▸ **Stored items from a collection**

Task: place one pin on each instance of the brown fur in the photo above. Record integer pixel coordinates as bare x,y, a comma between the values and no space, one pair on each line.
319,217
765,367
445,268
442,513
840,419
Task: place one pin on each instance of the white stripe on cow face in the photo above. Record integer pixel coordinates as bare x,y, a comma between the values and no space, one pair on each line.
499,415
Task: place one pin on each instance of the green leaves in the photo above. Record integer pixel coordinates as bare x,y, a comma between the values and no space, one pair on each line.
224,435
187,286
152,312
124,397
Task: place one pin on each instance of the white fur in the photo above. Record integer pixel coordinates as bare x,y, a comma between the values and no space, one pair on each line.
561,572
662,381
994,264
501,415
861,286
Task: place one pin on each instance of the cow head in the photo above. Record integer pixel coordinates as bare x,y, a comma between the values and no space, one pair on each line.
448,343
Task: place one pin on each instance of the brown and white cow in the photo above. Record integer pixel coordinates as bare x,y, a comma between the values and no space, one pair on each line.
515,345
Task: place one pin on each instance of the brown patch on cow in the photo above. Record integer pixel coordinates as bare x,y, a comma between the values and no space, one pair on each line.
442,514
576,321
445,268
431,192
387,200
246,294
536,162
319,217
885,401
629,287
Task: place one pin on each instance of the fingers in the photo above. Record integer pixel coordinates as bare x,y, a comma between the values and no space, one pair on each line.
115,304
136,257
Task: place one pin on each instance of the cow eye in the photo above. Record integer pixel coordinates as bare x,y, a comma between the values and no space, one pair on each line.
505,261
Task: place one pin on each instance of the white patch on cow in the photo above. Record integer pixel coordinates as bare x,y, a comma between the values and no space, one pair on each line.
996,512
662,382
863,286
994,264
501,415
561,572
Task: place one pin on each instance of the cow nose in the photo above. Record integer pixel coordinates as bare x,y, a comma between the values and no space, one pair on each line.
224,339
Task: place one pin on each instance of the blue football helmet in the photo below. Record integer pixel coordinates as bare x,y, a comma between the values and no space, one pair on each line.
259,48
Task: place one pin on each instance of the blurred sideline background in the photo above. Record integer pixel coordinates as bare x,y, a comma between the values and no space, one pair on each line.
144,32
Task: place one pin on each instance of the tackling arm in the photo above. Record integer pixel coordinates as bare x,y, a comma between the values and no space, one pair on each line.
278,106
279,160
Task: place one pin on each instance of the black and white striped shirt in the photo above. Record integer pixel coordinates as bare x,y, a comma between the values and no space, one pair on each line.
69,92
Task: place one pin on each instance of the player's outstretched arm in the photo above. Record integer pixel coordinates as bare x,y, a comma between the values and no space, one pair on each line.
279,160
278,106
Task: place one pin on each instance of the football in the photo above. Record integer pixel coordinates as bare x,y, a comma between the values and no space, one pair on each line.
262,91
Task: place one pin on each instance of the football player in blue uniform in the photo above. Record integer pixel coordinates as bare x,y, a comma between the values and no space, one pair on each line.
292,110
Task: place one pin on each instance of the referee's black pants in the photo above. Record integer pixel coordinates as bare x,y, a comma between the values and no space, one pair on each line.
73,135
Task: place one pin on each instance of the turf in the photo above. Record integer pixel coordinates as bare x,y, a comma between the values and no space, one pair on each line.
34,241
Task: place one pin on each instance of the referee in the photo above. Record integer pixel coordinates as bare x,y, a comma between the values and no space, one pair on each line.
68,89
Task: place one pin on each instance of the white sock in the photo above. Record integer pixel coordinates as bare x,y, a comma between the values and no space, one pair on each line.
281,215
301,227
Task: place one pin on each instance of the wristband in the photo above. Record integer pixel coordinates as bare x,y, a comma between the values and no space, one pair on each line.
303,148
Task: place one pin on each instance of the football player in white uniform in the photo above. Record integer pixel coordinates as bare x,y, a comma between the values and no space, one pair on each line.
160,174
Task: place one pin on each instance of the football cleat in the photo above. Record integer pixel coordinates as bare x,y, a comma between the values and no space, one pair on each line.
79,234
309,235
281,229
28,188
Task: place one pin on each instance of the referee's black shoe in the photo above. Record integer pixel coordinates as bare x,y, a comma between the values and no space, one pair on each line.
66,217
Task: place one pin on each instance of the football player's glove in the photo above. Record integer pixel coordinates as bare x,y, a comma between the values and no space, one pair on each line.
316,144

▸ **Work request**
Copy out the full set of records precisely, leaving nothing out.

▸ **Exercise solution**
Task: place one pin on each instance of the brown fur in the photo above. Record integer pixel coordinates as bare x,y, a comma between the values and no space, one pair on each line.
319,217
765,367
445,268
442,513
840,419
Task: place one pin on each instance of the white stripe on cow face in the photo above. Record integer pixel coordinates as bare x,y, a comma between the values and no space, one pair on each line.
499,415
Task: place one pin on each instance of the green leaves in the photo above. Record integer pixel coordinates as bare x,y, a comma between the values and no space, one pair on each line.
224,435
187,286
152,312
124,397
Task: place one pin on each instance of the white fur in the photo above. Record integer pixel coordinates as bare x,y, a comma between the values and no space, one pair on each line.
561,572
662,381
994,264
501,415
861,286
Task: place one pin on each instance of the cow head in the photo above. Record integer pixel coordinates as bare x,y, a comma between the values and no space, one pair on each line.
448,343
Task: place one pin on each instance of the brown and white cow in the photo above. Record integer pixel coordinates as bare x,y, a comma between the values and no space, one pair on each line.
515,345
Task: place one pin on each instance of the brown patch on cow in the photo above. Record integer pixel coordinates as bare x,y, a comma between the values and no space, one pair on each line.
442,514
576,321
445,268
431,192
387,200
246,294
536,162
319,217
885,401
629,287
Task: place one pin on each instance of the fingers in the photo above. Record integer pixel coordinates as bare x,y, a comma between the values and no space, one pair on each line.
115,304
136,257
Task: place one pin on each instance of the cow eye in the photo above. Record integer pixel coordinates as bare x,y, a comma between the values and no space, one pair on each line.
505,261
Task: place one pin on each instance of the white patch on cow in the photo above. Record integer pixel coordinates as bare x,y, a comma between the values and no space, one pair on each line.
996,512
662,382
863,286
994,264
501,415
561,572
Task: place one pin on each instance of the cow nose in the photo above. Record integer pixel coordinates as bare x,y, a comma between the values and no space, one pair on each line.
224,339
Task: place one pin on each instance of the blue football helmet in the photo below. Record integer pixel coordinates as bare x,y, a comma between the values and no space, one pair on each line.
259,48
Task: place one pin on each instance of the blurred sideline background in the photo above. Record integer pixel coordinates as bare x,y, a comma between the values and no space, one pair on each line.
144,32
Task: place one pin on each instance of the tackling arm in the photo above. Record integer pixel coordinates as bare x,y, a comma between the values and no space, one pair on each line.
278,106
279,160
Task: place one pin on each instance of the black and white striped shirt in the photo above. Record integer pixel coordinates as bare x,y, a comma between the values and no space, one pair on each line.
69,92
Task: place one pin on each instance of the player's outstretched arm in the photo above. Record integer pixel coordinates as bare x,y, a comma between the values and no space, one pair on each line.
279,160
278,106
Task: place one pin on each instance of the football in the photo above. Record integer pixel coordinates as bare x,y, a comma between the values and no space, one pair on each line.
262,91
Task: place one pin on each instance of the football player in blue uniform in the photo above. Record integer pixel coordinates as bare x,y, a comma between the values and no space, one pair on each line.
292,110
Task: place one pin on each instance of the referee's black pants in the photo above. Record integer pixel coordinates as bare x,y, a comma between the values and no space, one pair on each line.
73,135
Task: place one pin on each instance of the turf in the photo above. Record integer pixel coordinates as bare x,y, a comma between the values and no space, one pair on each line.
34,241
Task: place one pin on each instance of the referee in the photo above. Record integer pixel coordinates as bare x,y, a comma between the values and no space, one pair on each line.
68,89
Task: place one pin on each instance of the white sock in the photo above. Record integer pixel coordinates as bare x,y, a comma between the values and no space, one pair on each line.
281,215
301,227
Task: place one pin on each instance of the wristband in the photo above. Record integer pixel coordinates as bare x,y, a comma between the values and no space, one pair on each line.
303,148
Task: place one pin on each instance of the football player in white uniform in the photo above. Record integer pixel coordinates as bare x,y, a comma between the values and no space, one pair on each line.
160,174
Task: place one pin on each instance of the football cleat in the photo above. Record integer pixel coordinates as bare x,y, a comma between the values and no space, one pair on each line.
79,234
309,235
281,229
28,188
Task: place one pin on each instance of the referee's black shoe in the photo above. Record integer pixel coordinates as bare x,y, a comma between the values and no space, one pair on each line.
66,217
Task: place one pin on each instance of the football player's glove in the photo above. Record integer pixel coordinates as bare x,y, a comma between the values and no space, one pair on each line.
316,144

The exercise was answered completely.